Your instructions:
Restate the last part of the records below word for word, beginning at the line with "Where can the player's hand" and ending at the final line.

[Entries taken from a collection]
********

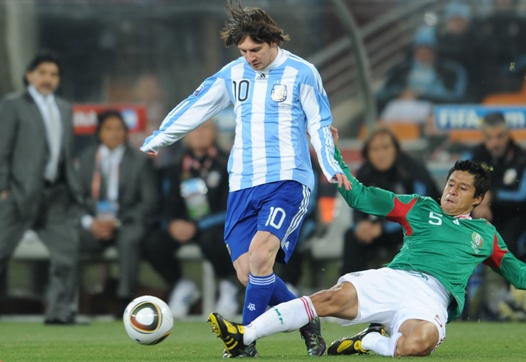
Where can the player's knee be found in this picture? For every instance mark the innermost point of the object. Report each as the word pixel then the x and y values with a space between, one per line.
pixel 338 301
pixel 242 277
pixel 415 345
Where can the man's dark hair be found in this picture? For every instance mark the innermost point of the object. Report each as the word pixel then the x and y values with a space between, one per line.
pixel 104 116
pixel 481 173
pixel 376 132
pixel 252 22
pixel 493 119
pixel 43 56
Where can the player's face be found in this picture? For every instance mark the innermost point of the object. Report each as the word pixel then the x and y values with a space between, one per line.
pixel 112 133
pixel 381 152
pixel 495 140
pixel 258 55
pixel 45 77
pixel 458 195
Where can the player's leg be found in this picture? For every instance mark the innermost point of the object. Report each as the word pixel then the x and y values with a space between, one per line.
pixel 339 301
pixel 416 324
pixel 418 338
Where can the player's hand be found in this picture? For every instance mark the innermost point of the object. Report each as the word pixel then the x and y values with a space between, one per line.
pixel 342 180
pixel 335 135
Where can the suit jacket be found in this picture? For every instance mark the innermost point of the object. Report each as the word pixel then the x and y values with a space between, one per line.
pixel 139 195
pixel 24 151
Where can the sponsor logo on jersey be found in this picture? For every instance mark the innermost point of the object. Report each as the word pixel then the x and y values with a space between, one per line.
pixel 279 92
pixel 199 90
pixel 476 242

********

Result of this exercise:
Where can the player's hand be found in this picture? For every instance mark the innermost point of the object. Report each as the word pixel then the x and y values with a space between, one per line.
pixel 342 180
pixel 335 135
Where can the suit jacket be found in this picture? For every instance mark the innermost point of the object. Report each as the word pixel then the x and y values with a space between, one per line.
pixel 139 195
pixel 24 151
Where can the sponsor logo on jersey be found in this picture? For every instance mark the innermost point of the object. Report each as the word pixel then the x and y values with a space between, one per line.
pixel 279 92
pixel 199 90
pixel 476 242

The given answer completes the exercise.